start Records for the task
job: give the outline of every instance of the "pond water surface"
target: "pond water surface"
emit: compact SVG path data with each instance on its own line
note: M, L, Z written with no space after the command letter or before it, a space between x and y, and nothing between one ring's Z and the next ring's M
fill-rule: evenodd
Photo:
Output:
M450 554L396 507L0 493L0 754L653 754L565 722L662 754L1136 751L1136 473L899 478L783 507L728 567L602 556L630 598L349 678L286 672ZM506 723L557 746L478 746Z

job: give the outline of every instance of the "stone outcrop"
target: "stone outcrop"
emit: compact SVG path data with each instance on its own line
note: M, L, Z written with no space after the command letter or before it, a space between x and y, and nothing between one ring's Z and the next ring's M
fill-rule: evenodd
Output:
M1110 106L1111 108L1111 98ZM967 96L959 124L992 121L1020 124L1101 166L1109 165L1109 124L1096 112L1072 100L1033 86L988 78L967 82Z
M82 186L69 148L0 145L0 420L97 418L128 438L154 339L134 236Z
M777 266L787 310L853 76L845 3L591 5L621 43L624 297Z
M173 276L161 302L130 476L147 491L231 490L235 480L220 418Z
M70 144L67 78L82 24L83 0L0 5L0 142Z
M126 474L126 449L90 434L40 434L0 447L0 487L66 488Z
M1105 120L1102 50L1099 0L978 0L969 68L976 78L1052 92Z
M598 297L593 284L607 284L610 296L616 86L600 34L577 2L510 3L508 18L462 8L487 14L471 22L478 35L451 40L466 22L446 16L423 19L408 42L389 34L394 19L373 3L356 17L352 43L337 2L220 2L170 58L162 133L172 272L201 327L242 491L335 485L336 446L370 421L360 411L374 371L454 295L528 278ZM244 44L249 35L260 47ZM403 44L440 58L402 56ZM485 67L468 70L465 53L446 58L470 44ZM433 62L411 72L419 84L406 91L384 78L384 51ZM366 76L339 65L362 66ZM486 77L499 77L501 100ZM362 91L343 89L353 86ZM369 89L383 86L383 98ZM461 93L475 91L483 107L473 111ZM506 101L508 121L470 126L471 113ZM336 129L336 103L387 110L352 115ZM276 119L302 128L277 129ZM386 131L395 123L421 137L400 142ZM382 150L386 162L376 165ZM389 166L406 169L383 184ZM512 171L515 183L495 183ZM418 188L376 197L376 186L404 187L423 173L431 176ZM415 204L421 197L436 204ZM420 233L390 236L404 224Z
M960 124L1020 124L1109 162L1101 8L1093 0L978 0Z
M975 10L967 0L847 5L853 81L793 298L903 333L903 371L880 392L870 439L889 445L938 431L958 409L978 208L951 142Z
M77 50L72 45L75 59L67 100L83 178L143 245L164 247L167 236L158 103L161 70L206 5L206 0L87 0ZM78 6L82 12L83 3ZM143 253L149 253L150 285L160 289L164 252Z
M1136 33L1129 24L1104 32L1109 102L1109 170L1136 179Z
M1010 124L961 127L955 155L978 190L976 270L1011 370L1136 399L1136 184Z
end Records for the task
Task requirements
Substitute "contour" for every occurrence of "outline" across all the entries above, and write out those lines again with nothing else altered.

Response below
job: give the contour of every instance of the "pond water surface"
target: "pond water surface"
emit: compact SVG path data with each instance on its own line
note: M, L, Z written with no space after the command letter or before it, a space between x and y, and nothing between one ring's Z and the next ring's M
fill-rule: evenodd
Photo:
Output:
M450 554L396 507L0 493L0 754L653 754L565 722L662 754L1136 751L1136 473L899 478L783 507L728 567L602 556L630 598L349 678L286 672ZM506 723L557 746L478 746Z

job: give the contour of every instance of the "stone outcrop"
target: "stone outcrop"
emit: compact SVG path data with each instance on its own line
note: M, L, Z written with no space after the command letter or before it, a space between x and y, and nothing between one ring's Z and the next ring's M
fill-rule: evenodd
Output:
M1110 106L1111 108L1111 98ZM967 96L959 124L992 121L1020 124L1101 166L1109 165L1109 124L1096 112L1072 100L1033 86L988 78L967 82Z
M82 186L69 148L0 145L0 420L97 418L128 438L154 339L134 236Z
M777 266L787 310L853 76L845 3L591 5L621 43L624 297Z
M173 276L161 302L130 476L147 491L231 490L235 480L220 418Z
M70 144L67 78L82 24L83 0L0 5L0 142Z
M126 474L126 449L90 434L40 434L0 447L0 487L66 488Z
M1105 120L1102 50L1099 0L978 0L969 68L976 78L1052 92Z
M598 297L593 284L607 284L610 296L616 86L600 34L577 2L510 3L508 18L462 8L487 14L471 22L478 35L451 40L466 22L446 16L423 19L408 42L389 34L394 19L373 3L356 17L352 43L337 2L220 2L170 58L162 133L172 272L201 327L242 491L335 485L336 446L370 421L360 411L374 371L454 295L528 278ZM244 44L249 35L260 47ZM403 44L440 58L402 56ZM485 67L468 70L465 53L446 58L470 44ZM433 62L411 72L419 84L406 91L384 78L384 51ZM366 76L339 65L362 66ZM486 77L499 77L501 100ZM362 91L343 89L353 86ZM369 89L383 86L383 98ZM461 93L475 91L483 107L473 111ZM506 101L508 121L470 126L471 113ZM336 129L336 103L387 110L352 115ZM276 119L302 128L277 129ZM386 131L395 123L421 137L400 142ZM382 150L386 162L376 165ZM389 166L406 169L383 184ZM512 171L515 183L495 183ZM418 188L376 197L376 186L404 187L423 173L431 176ZM415 204L421 197L436 204ZM420 233L390 236L404 224Z
M960 124L1020 124L1109 162L1101 8L1093 0L978 0Z
M975 10L967 0L847 5L853 81L793 298L903 333L903 371L880 392L870 439L889 445L938 431L958 409L978 208L951 142Z
M77 50L72 45L75 59L67 100L83 178L143 245L164 247L167 236L158 103L161 70L206 5L206 0L87 0ZM78 6L82 12L83 3ZM143 253L149 253L150 285L160 289L164 252Z
M1136 33L1129 24L1104 32L1109 102L1109 170L1136 179Z
M1010 124L961 127L955 155L978 190L976 270L1011 370L1136 399L1136 184Z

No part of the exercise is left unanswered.